SOURCE EXTRACT
3
votes

Let's say I want to replace any number of repeats of string 1 with an equal number of repeats of string 2, using regular expressions. For example, string 1 = "apple", string 2 = "orange".

I imagine something like this:

s/apple{2,}/orange{N}/

but I don't know how to specify the N to match the number of repeats of apple. Is that even possible?

Note: as pointed out by xhienne, I am looking for repeats, therefore at least two occurrences of the string 1.

Sample input:

Lorem ipsum dolor sit amet, consectetur adipiscing elit, sed do eiusmod tempor incididunt ut labore et dolore magna aliqua. apple Ut enim ad minim veniam, quis nostrud exercitation ullamco laboris nisi ut aliquip ex ea commodo consequat. Duis aute irure dolor in reprehenderit in voluptate velit esse cillum dolore eu fugiat nulla pariatur. appleappleapple Excepteur sint occaecat cupidatat non proident, appleappleappleapple sunt in culpa qui officia deserunt mollit anim id est laborum.

Sample output:

Lorem ipsum dolor sit amet, consectetur adipiscing elit, sed do eiusmod tempor incididunt ut labore et dolore magna aliqua. apple Ut enim ad minim veniam, quis nostrud exercitation ullamco laboris nisi ut aliquip ex ea commodo consequat. Duis aute irure dolor in reprehenderit in voluptate velit esse cillum dolore eu fugiat nulla pariatur. orangeorangeorange Excepteur sint occaecat cupidatat non proident, orangeorangeorangeorange sunt in culpa qui officia deserunt mollit anim id est laborum.

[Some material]
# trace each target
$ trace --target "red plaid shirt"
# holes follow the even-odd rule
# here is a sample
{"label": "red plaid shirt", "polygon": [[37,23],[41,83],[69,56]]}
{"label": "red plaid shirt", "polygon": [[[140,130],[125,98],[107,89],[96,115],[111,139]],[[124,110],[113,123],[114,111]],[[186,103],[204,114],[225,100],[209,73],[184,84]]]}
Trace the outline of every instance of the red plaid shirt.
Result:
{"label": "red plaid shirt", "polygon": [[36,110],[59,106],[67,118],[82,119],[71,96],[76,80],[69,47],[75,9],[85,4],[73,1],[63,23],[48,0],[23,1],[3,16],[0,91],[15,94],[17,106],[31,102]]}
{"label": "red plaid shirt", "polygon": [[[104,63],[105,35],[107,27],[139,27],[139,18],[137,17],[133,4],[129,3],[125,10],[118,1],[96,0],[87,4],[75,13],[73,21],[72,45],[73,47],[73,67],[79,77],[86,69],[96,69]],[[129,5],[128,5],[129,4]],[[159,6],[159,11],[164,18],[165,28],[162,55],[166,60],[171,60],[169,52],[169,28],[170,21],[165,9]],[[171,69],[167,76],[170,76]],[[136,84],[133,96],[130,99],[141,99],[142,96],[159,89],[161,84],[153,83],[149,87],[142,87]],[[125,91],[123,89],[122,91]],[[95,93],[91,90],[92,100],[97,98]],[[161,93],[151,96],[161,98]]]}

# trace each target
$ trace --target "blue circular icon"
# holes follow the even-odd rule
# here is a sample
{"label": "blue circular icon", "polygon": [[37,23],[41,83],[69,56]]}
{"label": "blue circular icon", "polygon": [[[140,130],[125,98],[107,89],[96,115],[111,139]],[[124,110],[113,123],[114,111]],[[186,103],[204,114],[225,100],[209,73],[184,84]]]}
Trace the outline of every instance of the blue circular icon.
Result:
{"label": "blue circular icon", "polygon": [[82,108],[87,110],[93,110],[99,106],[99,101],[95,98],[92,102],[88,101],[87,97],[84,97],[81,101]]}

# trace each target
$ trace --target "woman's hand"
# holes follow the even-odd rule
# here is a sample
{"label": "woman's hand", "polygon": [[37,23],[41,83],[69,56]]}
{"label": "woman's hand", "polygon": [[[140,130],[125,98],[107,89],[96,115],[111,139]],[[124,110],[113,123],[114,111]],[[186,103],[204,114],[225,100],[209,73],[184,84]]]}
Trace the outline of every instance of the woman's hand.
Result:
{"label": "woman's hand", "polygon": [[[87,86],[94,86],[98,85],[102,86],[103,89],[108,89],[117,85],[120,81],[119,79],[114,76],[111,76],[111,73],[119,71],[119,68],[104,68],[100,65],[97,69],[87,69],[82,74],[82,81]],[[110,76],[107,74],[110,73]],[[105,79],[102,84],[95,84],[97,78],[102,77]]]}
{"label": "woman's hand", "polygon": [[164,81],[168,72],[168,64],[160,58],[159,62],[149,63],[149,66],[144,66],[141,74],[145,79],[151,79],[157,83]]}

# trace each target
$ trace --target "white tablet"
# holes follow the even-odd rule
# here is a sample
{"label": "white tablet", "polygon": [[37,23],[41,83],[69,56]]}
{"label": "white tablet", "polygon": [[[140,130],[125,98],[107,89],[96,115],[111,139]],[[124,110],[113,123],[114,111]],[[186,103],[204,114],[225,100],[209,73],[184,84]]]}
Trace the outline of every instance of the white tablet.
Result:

GIVEN PROBLEM
Summarize the regex question in two sentences. This material was taken from a separate source.

FINISHED ANSWER
The asker wants a regular expression that replaces any run of two or more consecutive repeats of one string, such as "apple", with the same number of repeats of another string, such as "orange". They sketch a substitution but don't know how to make the number of replacement copies match the number of repeats, and they ask whether this is possible.